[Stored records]

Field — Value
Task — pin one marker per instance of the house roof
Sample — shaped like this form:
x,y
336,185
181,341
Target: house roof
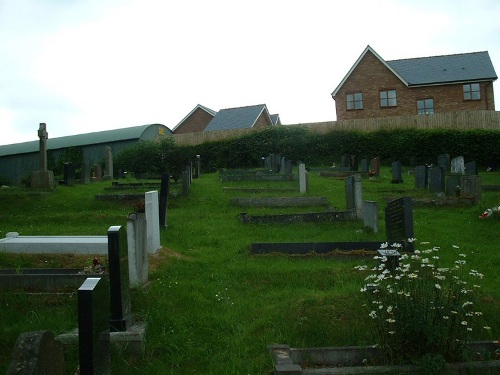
x,y
237,118
435,70
198,106
105,136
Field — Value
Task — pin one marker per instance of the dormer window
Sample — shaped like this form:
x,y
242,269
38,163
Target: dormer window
x,y
472,91
354,101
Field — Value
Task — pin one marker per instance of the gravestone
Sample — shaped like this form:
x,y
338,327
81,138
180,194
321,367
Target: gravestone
x,y
137,249
85,174
436,180
470,168
375,166
121,311
397,174
303,179
37,353
108,163
42,178
164,190
399,221
470,187
345,161
93,327
421,176
452,185
370,217
457,165
365,168
153,221
443,161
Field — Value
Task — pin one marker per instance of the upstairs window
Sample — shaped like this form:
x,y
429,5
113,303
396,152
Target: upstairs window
x,y
472,91
354,101
388,98
425,106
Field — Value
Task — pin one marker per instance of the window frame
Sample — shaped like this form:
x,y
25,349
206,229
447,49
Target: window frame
x,y
354,102
470,92
387,98
426,112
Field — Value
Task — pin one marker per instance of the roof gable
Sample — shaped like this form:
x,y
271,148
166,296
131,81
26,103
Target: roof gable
x,y
198,106
237,118
465,67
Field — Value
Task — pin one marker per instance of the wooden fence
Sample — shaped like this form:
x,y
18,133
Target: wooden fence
x,y
464,120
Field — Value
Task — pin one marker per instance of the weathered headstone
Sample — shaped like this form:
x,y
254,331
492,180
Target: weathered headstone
x,y
470,168
421,176
93,327
399,221
470,187
370,217
457,165
443,161
85,174
37,353
153,221
397,174
43,178
164,190
436,180
452,187
108,163
137,249
121,311
303,179
375,166
365,168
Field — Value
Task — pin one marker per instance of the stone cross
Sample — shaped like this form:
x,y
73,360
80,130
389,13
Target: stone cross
x,y
43,135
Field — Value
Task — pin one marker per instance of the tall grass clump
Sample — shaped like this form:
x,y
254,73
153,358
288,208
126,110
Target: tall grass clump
x,y
423,310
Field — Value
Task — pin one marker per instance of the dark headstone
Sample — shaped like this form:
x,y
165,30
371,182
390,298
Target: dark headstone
x,y
375,166
93,326
349,192
37,353
436,180
397,174
471,168
444,162
421,176
365,168
452,185
164,190
399,221
121,312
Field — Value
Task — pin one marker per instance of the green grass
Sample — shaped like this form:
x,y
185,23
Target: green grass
x,y
211,307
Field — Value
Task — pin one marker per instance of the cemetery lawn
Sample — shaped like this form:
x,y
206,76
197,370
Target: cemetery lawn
x,y
213,308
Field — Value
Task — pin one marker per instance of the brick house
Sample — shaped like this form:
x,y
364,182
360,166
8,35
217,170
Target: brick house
x,y
374,87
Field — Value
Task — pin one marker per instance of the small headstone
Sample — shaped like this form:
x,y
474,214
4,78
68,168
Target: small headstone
x,y
365,168
457,165
108,163
436,180
397,174
370,217
375,166
470,168
399,221
470,187
93,326
421,176
443,161
37,353
121,311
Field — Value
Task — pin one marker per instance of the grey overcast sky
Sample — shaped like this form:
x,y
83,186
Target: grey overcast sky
x,y
92,65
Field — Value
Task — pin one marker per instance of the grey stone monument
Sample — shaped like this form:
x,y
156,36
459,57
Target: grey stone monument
x,y
43,178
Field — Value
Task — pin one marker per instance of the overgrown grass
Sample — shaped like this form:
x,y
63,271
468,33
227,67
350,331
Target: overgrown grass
x,y
210,306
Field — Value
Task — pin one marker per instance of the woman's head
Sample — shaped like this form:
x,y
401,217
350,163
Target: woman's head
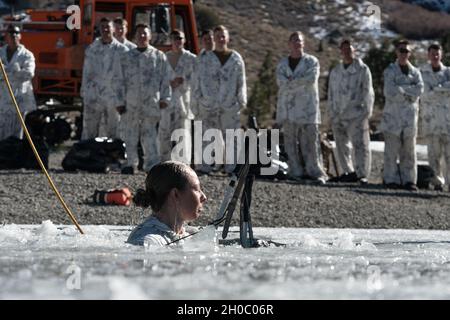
x,y
172,186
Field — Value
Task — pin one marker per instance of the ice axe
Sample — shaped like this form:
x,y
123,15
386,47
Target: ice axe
x,y
36,154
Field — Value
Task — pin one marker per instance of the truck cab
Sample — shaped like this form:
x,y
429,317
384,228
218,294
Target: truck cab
x,y
59,51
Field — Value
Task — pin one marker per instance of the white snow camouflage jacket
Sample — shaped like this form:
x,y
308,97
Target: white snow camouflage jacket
x,y
435,101
221,87
298,94
101,82
20,71
350,92
181,96
402,94
147,80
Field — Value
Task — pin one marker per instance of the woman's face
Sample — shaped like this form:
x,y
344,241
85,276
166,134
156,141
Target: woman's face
x,y
191,199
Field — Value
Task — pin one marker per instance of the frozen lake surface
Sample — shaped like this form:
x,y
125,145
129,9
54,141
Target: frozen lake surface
x,y
55,262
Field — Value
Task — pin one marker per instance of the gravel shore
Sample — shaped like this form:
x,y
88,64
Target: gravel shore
x,y
26,198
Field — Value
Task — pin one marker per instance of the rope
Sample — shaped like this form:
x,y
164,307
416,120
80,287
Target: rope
x,y
36,154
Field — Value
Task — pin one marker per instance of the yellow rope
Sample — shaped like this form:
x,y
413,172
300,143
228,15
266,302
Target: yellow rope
x,y
36,154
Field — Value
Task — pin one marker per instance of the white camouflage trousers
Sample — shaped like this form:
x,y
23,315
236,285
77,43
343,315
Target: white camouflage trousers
x,y
302,145
352,146
10,124
97,119
220,120
171,121
136,128
439,153
403,149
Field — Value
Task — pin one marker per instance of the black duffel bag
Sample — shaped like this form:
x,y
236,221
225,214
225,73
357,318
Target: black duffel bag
x,y
16,153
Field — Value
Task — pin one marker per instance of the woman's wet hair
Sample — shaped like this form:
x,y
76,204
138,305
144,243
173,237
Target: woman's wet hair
x,y
161,179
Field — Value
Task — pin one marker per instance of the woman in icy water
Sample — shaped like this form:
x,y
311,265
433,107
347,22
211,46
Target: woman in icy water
x,y
172,190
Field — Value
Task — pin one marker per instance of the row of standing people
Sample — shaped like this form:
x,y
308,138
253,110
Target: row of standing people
x,y
147,87
350,105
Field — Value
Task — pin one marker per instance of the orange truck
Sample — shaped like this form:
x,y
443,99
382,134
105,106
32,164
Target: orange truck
x,y
59,49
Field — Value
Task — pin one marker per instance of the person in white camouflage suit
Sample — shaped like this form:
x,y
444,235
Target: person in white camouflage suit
x,y
403,86
147,85
220,93
298,110
435,114
120,33
101,88
350,105
20,66
178,115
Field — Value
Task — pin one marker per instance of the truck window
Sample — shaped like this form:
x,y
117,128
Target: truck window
x,y
158,19
87,17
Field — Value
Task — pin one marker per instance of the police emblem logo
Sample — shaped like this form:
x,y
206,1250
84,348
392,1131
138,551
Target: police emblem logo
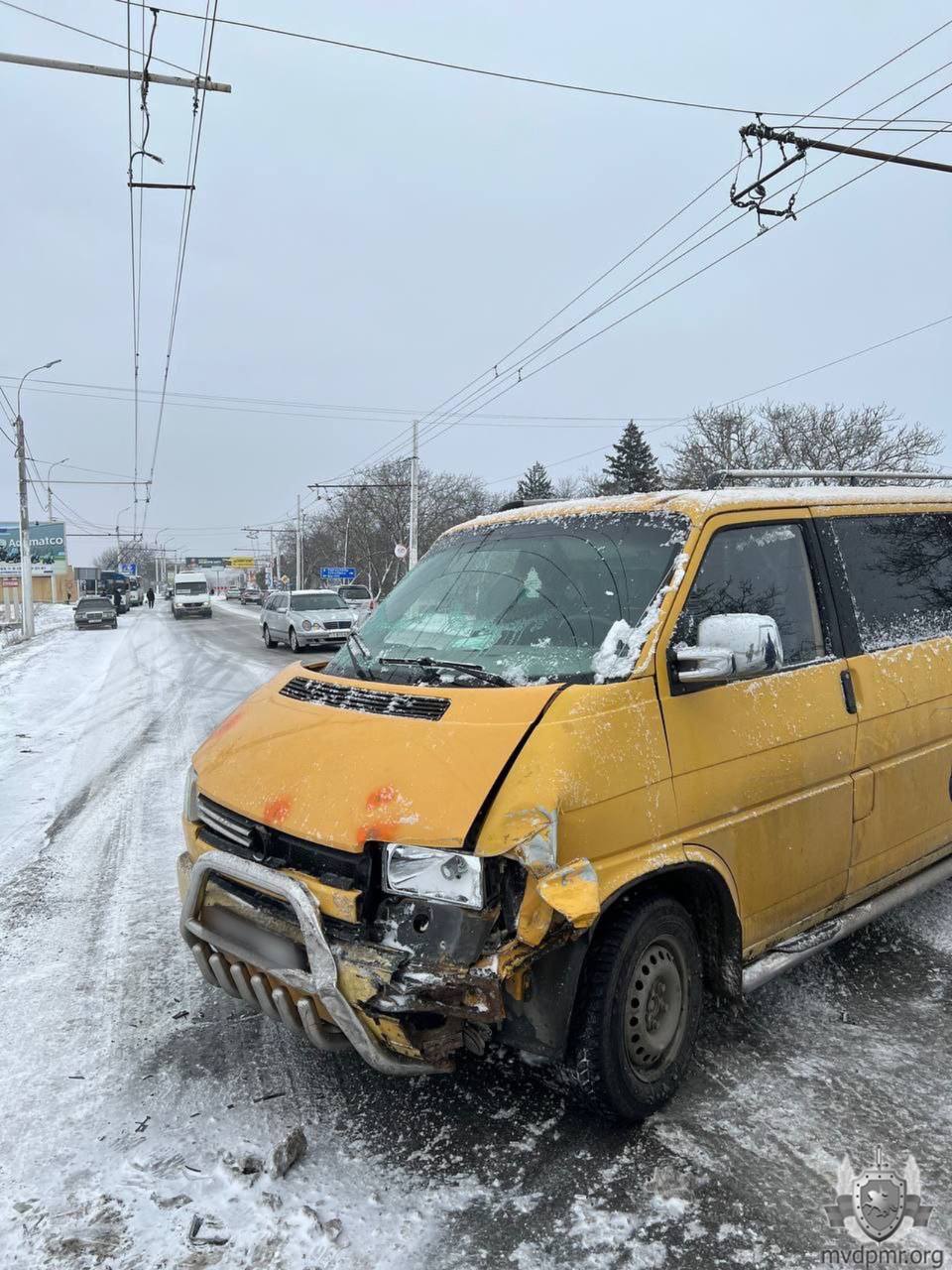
x,y
874,1205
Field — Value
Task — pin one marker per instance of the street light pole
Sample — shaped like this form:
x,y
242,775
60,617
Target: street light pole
x,y
26,561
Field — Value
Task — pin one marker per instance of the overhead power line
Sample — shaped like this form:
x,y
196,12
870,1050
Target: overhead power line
x,y
471,393
306,409
766,388
438,426
504,75
90,35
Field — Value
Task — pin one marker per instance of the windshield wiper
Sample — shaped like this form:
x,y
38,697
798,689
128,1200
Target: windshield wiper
x,y
362,672
430,663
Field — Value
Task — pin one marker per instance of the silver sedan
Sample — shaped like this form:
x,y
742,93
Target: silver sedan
x,y
303,619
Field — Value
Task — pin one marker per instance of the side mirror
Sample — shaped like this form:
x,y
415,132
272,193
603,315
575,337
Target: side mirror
x,y
730,647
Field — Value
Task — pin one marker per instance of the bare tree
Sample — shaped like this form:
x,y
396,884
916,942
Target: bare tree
x,y
131,553
361,526
798,435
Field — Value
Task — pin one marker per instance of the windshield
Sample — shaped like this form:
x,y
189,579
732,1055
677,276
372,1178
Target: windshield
x,y
548,599
308,603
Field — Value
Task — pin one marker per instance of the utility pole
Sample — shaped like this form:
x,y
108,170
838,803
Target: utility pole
x,y
756,193
198,81
26,561
299,571
414,497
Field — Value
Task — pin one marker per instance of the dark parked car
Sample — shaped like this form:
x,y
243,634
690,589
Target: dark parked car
x,y
95,611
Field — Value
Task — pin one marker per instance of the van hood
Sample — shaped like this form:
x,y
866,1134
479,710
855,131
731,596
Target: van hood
x,y
345,776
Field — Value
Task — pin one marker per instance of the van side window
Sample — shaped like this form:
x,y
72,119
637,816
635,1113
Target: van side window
x,y
898,571
760,570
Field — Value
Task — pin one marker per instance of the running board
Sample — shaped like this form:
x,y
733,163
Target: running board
x,y
797,949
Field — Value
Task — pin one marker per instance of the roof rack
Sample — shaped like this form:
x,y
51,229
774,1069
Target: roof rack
x,y
525,502
851,476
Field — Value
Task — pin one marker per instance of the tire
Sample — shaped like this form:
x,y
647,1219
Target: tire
x,y
629,1051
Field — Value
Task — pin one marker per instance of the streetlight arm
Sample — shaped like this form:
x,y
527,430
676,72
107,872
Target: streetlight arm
x,y
33,371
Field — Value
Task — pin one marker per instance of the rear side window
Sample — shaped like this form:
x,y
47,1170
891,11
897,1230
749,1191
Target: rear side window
x,y
898,572
760,570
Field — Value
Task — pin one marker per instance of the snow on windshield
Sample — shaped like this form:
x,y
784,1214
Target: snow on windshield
x,y
532,599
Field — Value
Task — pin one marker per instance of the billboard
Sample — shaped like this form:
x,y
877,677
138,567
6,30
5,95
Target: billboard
x,y
48,548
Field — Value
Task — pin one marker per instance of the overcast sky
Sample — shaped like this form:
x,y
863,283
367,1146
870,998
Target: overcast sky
x,y
370,232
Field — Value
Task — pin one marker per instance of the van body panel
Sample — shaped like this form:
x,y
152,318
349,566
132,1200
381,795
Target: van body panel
x,y
905,740
762,771
805,790
904,698
604,807
343,778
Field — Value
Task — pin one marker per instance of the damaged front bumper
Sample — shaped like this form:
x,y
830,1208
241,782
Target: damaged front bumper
x,y
245,961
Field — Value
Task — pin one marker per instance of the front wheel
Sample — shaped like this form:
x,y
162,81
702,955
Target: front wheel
x,y
639,1011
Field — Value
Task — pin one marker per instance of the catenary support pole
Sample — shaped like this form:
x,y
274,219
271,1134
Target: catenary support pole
x,y
414,495
298,572
26,562
26,559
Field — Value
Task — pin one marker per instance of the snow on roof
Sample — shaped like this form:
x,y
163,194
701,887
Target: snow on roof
x,y
699,503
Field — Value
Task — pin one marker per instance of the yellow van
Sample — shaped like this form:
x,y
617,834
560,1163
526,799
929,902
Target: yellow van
x,y
587,761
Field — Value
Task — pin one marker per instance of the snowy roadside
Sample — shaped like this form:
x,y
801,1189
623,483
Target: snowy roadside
x,y
234,606
136,1100
46,619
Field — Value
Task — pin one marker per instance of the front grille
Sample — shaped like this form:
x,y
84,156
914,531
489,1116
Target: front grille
x,y
229,830
402,705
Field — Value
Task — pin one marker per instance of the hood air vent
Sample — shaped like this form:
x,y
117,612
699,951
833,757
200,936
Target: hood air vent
x,y
400,705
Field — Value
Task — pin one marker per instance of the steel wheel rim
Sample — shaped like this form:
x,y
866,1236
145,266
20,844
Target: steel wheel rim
x,y
655,1008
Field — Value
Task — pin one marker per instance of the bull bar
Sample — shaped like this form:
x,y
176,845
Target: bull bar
x,y
318,980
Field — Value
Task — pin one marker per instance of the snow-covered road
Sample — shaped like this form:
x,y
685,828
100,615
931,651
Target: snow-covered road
x,y
128,1086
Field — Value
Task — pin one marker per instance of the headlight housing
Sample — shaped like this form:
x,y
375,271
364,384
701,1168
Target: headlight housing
x,y
189,807
428,873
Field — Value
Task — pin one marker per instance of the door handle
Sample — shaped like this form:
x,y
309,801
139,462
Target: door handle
x,y
846,679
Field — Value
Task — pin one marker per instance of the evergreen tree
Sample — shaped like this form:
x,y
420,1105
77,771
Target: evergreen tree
x,y
535,483
631,467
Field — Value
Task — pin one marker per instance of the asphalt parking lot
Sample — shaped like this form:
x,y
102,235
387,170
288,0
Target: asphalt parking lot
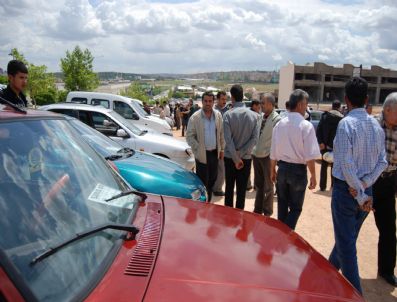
x,y
315,226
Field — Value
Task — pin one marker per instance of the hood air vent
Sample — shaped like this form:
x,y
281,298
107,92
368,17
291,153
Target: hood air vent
x,y
144,255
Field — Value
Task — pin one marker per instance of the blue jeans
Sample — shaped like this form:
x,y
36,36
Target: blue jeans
x,y
291,187
348,219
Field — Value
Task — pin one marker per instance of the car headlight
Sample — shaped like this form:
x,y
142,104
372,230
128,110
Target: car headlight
x,y
199,195
189,152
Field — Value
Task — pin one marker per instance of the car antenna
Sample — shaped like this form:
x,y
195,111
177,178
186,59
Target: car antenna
x,y
13,106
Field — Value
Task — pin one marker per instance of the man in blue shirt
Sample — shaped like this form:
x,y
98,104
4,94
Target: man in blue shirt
x,y
241,133
359,159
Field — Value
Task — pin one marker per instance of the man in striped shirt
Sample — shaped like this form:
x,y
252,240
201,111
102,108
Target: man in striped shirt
x,y
359,159
384,194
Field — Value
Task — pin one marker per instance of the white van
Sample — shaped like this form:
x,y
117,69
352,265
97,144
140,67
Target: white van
x,y
130,109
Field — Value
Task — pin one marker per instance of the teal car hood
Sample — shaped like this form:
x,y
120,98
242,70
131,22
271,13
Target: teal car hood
x,y
158,175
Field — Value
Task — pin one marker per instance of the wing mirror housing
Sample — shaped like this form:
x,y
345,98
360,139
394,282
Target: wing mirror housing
x,y
122,133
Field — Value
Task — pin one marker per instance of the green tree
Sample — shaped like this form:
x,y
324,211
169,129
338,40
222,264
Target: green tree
x,y
41,84
78,71
178,95
136,91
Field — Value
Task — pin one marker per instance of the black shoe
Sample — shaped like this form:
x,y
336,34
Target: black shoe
x,y
391,279
220,193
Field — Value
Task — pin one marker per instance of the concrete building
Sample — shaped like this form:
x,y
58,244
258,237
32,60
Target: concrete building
x,y
325,83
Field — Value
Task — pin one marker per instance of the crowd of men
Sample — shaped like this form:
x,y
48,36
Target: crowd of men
x,y
226,141
284,150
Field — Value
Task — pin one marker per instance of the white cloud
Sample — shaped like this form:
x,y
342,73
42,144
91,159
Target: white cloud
x,y
142,36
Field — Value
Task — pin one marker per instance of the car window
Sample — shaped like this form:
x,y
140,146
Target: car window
x,y
137,107
69,112
123,109
102,144
53,186
79,100
126,123
99,124
101,102
84,117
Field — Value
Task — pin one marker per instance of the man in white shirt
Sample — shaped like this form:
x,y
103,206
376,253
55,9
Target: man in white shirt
x,y
294,148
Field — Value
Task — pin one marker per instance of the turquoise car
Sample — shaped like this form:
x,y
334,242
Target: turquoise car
x,y
143,171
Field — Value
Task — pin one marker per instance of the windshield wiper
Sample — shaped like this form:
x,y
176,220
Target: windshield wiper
x,y
128,151
113,157
122,227
125,193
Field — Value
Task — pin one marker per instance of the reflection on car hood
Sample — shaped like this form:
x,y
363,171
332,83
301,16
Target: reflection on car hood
x,y
154,174
164,139
213,253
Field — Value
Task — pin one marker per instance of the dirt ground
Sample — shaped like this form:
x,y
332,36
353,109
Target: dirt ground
x,y
315,226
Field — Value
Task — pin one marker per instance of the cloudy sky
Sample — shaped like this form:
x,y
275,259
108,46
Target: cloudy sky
x,y
176,36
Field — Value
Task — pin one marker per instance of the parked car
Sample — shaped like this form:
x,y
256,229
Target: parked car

Task objective:
Reproduce exactly the entries from their first line through the line containing "Task — pin one marker per instance of the dark headstone", including both, and omit any pictures.

Solved problem:
Field — Value
Task — pin one marker per instance of the house roof
Sample — shaped like this form:
x,y
336,185
181,341
Target: house roof
x,y
237,118
435,70
198,106
105,136
Field — Value
Task — pin one marker per instance of the dormer window
Sample — shaped like this form:
x,y
242,269
38,163
Target: dormer window
x,y
472,91
354,101
Field — Value
Task — pin one marker per instance of the gravestone
Sample — shaped like this form:
x,y
338,327
81,138
180,194
321,367
Target: gravestone
x,y
137,249
85,174
436,180
470,168
375,166
121,311
397,174
303,179
37,353
108,163
42,178
164,190
399,221
470,187
345,161
93,327
421,176
452,185
370,217
457,165
365,168
153,221
443,161
Field — Value
Task — pin one marker per instance of the upstairs window
Sample — shaped like this form:
x,y
429,5
113,303
396,152
Target: upstairs window
x,y
472,91
354,101
388,98
425,106
Field — Value
Task — pin one marker per instance of the window frame
Sample — shaped like this form:
x,y
25,349
206,229
447,49
Target: window frame
x,y
354,102
470,92
387,98
426,112
Field — Value
Task — pin one marker per instance of the roof gable
Sample — shaped like this form:
x,y
271,148
166,296
131,81
26,103
Target: roof gable
x,y
198,106
237,118
465,67
Field — Value
Task — pin one marker per instance of the wooden fence
Sample — shaped like this form:
x,y
18,133
Target: wooden fence
x,y
464,120
Field — Value
Task — pin one marker per instance of the weathered headstone
Sample — shaped like this form:
x,y
254,331
492,180
Target: weathered headstone
x,y
470,168
421,176
93,327
399,221
470,187
370,217
457,165
443,161
85,174
37,353
153,221
397,174
43,178
164,190
436,180
452,187
108,163
137,249
121,311
303,179
375,166
365,168
Field — Value
Task — pin one marker per instance of the stone cross
Sample — shaped like this form:
x,y
73,360
80,130
389,13
Target: stone cross
x,y
43,135
Field — Value
Task — pin one marker per instance of the tall grass clump
Sample — shaped like this form:
x,y
254,73
153,358
288,208
126,110
Target: tall grass clump
x,y
423,310
Field — Value
Task — pin one marker per instance of the dark headstone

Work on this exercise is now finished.